-- start --

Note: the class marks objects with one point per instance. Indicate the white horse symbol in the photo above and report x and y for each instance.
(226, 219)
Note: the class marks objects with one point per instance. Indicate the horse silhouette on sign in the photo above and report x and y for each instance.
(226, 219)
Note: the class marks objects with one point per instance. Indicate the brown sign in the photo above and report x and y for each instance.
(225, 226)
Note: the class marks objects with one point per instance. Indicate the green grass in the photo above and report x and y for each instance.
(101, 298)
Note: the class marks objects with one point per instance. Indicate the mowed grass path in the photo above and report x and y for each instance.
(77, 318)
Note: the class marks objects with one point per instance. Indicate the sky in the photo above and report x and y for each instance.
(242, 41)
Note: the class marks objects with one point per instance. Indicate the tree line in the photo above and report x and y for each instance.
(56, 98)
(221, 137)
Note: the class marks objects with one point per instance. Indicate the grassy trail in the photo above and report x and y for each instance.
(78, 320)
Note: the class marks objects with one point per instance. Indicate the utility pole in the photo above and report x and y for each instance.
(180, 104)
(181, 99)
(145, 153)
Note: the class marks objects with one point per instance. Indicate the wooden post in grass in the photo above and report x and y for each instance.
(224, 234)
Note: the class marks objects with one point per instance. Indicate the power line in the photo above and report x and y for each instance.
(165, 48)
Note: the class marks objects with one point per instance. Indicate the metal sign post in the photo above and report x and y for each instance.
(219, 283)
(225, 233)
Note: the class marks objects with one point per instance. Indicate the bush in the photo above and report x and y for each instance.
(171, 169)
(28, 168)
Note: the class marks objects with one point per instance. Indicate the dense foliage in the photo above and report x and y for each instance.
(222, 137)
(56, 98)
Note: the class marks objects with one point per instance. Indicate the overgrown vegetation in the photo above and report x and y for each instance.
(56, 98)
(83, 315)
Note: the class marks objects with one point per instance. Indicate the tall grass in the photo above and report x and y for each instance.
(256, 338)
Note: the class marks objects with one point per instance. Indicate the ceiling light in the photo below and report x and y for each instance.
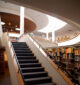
(70, 42)
(53, 25)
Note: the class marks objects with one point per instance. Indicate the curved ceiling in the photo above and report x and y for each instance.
(68, 10)
(13, 21)
(40, 19)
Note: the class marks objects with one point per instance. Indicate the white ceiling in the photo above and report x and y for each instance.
(68, 30)
(67, 10)
(40, 19)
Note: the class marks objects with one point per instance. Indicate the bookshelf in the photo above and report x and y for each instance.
(68, 60)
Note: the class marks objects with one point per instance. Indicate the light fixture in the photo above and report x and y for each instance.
(2, 23)
(53, 25)
(18, 29)
(70, 42)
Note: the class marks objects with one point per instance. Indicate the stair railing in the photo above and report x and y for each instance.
(40, 46)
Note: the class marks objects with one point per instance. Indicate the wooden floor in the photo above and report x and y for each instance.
(5, 78)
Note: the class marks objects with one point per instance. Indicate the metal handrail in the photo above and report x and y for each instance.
(40, 46)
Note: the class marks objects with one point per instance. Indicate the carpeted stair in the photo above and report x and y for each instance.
(31, 70)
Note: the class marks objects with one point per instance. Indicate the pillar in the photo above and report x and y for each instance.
(21, 20)
(0, 28)
(47, 37)
(53, 36)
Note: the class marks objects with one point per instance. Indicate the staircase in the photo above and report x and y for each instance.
(31, 70)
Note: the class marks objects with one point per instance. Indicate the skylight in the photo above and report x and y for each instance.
(53, 25)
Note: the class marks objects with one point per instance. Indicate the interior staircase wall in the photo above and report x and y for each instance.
(56, 77)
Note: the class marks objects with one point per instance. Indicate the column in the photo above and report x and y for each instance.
(0, 27)
(53, 36)
(47, 37)
(21, 20)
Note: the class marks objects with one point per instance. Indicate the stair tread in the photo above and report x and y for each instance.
(33, 68)
(28, 60)
(34, 73)
(33, 79)
(31, 64)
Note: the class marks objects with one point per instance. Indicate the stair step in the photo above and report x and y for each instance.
(27, 50)
(29, 65)
(19, 46)
(31, 70)
(34, 75)
(23, 51)
(46, 84)
(38, 80)
(24, 54)
(26, 57)
(28, 61)
(34, 69)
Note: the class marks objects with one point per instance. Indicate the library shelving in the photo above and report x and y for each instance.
(68, 60)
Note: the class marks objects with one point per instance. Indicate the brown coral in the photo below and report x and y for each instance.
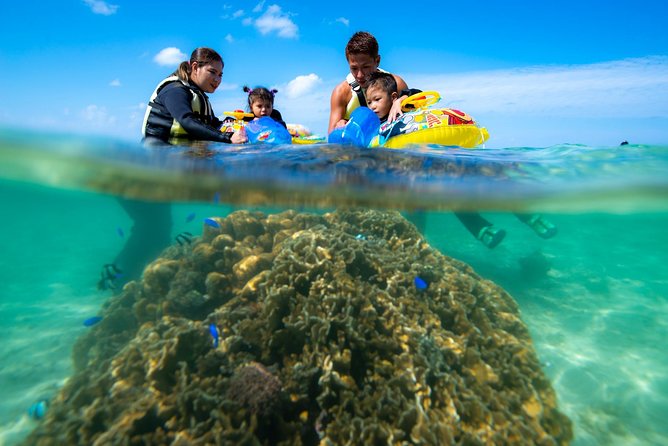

-- end --

• **TASK DETAILS**: How many lines of the listing above contain the string "post"? Treat case as significant, and reply with the number alone.

• **COMPLETE OUTPUT**: 2